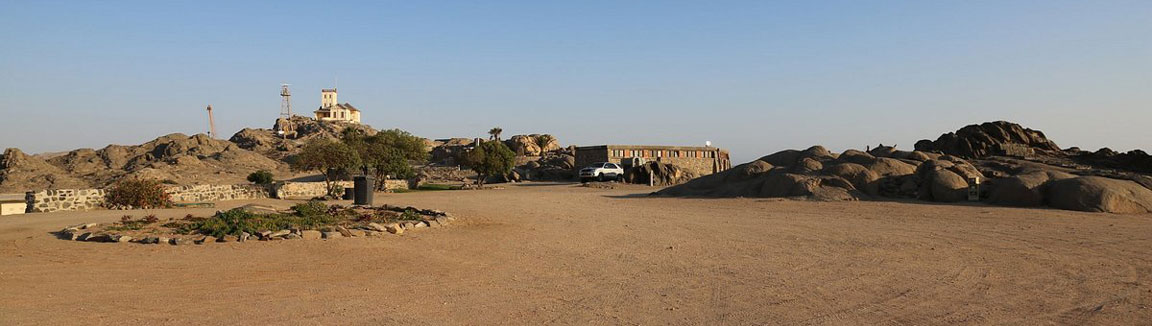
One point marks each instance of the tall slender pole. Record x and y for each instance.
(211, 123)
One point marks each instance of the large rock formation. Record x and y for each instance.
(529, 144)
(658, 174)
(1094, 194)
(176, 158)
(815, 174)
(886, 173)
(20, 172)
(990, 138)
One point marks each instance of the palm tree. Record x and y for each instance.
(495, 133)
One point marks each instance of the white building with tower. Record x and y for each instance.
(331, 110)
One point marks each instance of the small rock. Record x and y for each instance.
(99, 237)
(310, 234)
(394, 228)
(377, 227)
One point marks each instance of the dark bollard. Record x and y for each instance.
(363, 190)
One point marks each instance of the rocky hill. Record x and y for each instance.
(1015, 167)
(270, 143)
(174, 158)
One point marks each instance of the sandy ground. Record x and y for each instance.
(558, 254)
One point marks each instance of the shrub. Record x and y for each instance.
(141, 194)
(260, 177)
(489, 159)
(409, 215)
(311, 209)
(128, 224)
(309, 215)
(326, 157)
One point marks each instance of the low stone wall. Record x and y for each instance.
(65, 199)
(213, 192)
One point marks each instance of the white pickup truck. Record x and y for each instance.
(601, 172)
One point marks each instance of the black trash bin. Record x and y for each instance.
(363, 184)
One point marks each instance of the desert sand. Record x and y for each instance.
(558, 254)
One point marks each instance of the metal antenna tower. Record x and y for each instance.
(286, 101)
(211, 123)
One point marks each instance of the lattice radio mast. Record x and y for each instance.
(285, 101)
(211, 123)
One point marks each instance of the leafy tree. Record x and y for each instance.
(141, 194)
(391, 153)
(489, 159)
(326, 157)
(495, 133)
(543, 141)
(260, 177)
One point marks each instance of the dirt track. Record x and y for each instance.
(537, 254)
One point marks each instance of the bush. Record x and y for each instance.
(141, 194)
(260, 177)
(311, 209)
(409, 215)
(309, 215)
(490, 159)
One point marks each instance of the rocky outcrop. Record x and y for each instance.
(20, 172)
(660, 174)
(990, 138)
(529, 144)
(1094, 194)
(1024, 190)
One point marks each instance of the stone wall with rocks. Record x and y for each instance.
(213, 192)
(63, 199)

==

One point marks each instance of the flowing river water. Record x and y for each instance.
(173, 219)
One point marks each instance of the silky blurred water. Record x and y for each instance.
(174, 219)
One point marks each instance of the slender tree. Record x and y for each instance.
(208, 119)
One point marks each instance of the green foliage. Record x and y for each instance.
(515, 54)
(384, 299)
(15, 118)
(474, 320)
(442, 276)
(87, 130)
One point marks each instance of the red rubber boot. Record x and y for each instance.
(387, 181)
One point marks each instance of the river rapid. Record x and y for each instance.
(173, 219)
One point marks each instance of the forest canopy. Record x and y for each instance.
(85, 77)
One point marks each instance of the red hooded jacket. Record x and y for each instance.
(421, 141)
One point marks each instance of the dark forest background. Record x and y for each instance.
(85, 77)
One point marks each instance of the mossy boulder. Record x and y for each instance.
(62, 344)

> [STATED EXERCISE] Pick out each line in the records that contains the word "forest".

> [RESULT]
One point marks each instance of the forest canopy. Record x and y for each instance.
One point marks each instance of the dark forest background. Record x and y for each instance.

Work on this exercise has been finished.